▸ Work to be completed
Give back every record exactly as it reads.

----

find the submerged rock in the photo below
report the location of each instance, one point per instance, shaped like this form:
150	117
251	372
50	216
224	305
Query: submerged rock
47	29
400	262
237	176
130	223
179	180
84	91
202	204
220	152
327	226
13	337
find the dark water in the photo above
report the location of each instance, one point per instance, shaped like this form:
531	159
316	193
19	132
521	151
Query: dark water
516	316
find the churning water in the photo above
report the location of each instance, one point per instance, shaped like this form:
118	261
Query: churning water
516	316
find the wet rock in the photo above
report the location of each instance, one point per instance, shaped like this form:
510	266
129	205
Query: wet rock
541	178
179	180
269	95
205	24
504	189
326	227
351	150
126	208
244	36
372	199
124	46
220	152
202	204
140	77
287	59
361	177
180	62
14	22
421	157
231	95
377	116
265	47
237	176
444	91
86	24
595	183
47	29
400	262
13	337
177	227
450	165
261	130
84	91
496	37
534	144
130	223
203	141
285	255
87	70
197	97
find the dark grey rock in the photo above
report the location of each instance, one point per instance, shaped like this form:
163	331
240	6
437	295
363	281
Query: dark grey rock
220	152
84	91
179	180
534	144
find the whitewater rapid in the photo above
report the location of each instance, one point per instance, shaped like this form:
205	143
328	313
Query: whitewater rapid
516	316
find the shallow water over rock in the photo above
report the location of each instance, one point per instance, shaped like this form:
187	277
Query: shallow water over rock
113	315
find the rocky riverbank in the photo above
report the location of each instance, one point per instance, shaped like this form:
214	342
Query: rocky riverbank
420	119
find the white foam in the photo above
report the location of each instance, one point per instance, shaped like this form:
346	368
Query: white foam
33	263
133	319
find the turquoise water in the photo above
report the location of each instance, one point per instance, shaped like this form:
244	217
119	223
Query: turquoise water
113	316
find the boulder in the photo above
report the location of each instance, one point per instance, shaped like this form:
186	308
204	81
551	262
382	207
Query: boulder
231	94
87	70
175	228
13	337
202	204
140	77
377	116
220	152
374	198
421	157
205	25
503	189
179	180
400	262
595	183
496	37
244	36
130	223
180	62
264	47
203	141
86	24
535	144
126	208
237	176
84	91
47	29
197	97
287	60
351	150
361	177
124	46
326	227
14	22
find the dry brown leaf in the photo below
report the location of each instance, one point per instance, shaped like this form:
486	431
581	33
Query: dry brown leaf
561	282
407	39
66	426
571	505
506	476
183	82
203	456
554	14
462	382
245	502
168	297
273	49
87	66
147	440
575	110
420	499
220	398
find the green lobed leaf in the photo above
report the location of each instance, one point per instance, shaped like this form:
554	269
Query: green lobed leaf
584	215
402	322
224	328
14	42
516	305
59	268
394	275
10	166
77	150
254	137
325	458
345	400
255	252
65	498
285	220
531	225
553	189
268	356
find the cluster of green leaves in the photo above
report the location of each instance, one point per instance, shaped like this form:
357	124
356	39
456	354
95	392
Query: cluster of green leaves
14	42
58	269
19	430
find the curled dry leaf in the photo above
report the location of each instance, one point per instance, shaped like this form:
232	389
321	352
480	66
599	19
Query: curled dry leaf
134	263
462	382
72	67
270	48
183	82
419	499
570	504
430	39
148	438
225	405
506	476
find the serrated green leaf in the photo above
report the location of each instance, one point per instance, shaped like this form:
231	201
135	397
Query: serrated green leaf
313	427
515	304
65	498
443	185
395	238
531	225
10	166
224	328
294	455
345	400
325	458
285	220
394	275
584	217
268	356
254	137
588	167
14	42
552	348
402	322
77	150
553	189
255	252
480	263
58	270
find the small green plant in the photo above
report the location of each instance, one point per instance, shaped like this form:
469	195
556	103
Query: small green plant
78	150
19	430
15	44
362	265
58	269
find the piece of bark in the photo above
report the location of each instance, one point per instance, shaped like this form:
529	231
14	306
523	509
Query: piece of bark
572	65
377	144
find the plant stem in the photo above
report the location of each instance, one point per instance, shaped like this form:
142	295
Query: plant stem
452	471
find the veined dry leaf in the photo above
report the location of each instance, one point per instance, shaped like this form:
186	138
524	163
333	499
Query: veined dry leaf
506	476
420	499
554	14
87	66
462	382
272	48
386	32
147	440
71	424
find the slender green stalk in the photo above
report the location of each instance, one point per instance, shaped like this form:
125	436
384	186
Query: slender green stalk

----

▸ Answer below
find the submerged rock in the photo below
report the location of each instance, one point per instance, shaped like this form:
150	117
251	372
50	216
224	305
Query: submerged rock
47	29
400	262
237	176
130	223
179	180
84	91
202	204
220	152
327	226
13	337
find the dark water in the photo above
report the location of each instance, one point per instance, shaped like this form:
531	159
316	193
19	132
521	151
Query: dark water
516	316
find the churning water in the photo above
report the location of each instance, one point per instance, shaped like this form:
118	261
Query: churning water
516	316
find the wet rock in the photo above
report the location of each instance, one point per instance, shaped like this form:
510	266
129	205
Query: wet rock
541	178
179	180
269	95
205	24
504	189
326	227
351	150
126	208
244	36
372	199
124	46
220	152
202	204
140	77
287	59
361	177
180	62
14	22
421	157
231	95
377	116
265	47
237	176
444	91
86	24
595	183
47	29
400	262
13	337
177	227
450	165
261	130
84	91
496	37
534	144
130	223
203	141
285	255
87	70
197	97
find the dark grey rock in the photo above
report the location of each instance, one point per instance, shaped like this form:
163	331
240	6
437	295
363	281
Query: dark grey rock
220	152
84	91
179	180
534	144
find the whitewater rapid in the photo above
report the location of each instance, one point per instance, shaped like this form:
205	143
328	313
Query: whitewater rapid
516	316
find the shallow water over rock in the photo above
report the location of each instance, one point per instance, shaped like this form:
187	277
Query: shallow water over rock
113	315
find the rocky riverbank in the photo above
report the location of each instance, one point per instance, shaped like this form:
214	342
Query: rocky riverbank
420	119
find the white foam in the photo above
report the location of each instance, one point per instance, shaped like this form:
346	368
Query: white foam
33	263
133	319
find the turquoise water in the photo above
report the location of each instance, one point per instance, shaped like this form:
244	217
119	223
Query: turquoise water
113	316
find the boulder in the photo above
report the location of each instance, one point per instance, shaped like this form:
186	308
204	81
551	262
382	207
Query: boulder
231	94
87	70
175	228
13	337
202	204
140	77
377	116
220	152
374	198
421	157
205	25
503	189
179	180
400	262
595	183
496	37
244	36
130	223
180	62
264	47
203	141
86	24
535	144
126	208
237	176
84	91
47	29
197	97
287	60
351	150
361	177
124	46
326	227
14	22
find the dry brown leaf in the photo below
report the location of each instance, one point per instance, shaped like this form:
486	431
581	33
Query: dry brown leaf
561	282
407	39
66	426
571	505
506	476
183	82
203	456
554	14
462	382
245	502
168	297
273	49
87	66
147	440
575	110
420	499
220	398
find the green lobed leaf in the photo above
report the location of each instance, one point per instance, shaped like this form:
554	269
Query: green lobed leaf
584	215
402	322
224	328
14	42
516	305
59	268
394	275
10	166
77	150
254	137
325	458
345	400
255	252
65	498
285	220
531	225
553	189
268	356
find the cluster of green leaves in the photo above
report the location of each instance, one point per instance, shaped like this form:
357	124
356	39
456	354
95	392
Query: cluster of green leaves
14	42
58	269
19	430
find the curled dry leaf in the photo above
report the location of each instance, one point per instance, shaped like this form:
232	389
321	352
480	66
599	19
Query: curled dry leaf
134	263
462	382
72	67
270	48
183	82
419	499
570	504
430	39
148	438
225	405
506	476
find the serrated green leaf in the photo above
report the location of each instance, one point per instance, shaped like this form:
231	201
135	397
Query: serrated green leaf
313	427
515	304
65	498
443	185
395	238
531	225
10	166
224	328
294	455
345	400
325	458
285	220
394	275
584	217
268	356
254	137
588	167
14	42
552	348
402	322
77	150
553	189
255	252
480	263
58	270
find the small green plant in the photo above
report the location of each instance, one point per instance, shaped like this form:
469	195
556	103
Query: small green plant
78	150
19	430
15	44
362	265
58	269
find the piece of bark in the photo above
report the location of each instance, one point per instance, shaped like this form:
529	231
14	306
523	509
Query: piece of bark
572	65
377	144
find the plant stem in the photo above
report the location of each instance, one point per instance, shaped like this form:
142	295
Query: plant stem
452	471
find the veined dry leaf in the photo above
report the location of each instance, one point per instance, shaped like this form:
186	138
524	163
333	499
Query: veined dry leaf
506	476
420	499
554	14
87	66
462	382
272	48
386	32
147	440
71	424
find the slender green stalk in the photo above
report the location of each instance, one point per instance, shaped like this form:
125	436
384	186
Query: slender green stalk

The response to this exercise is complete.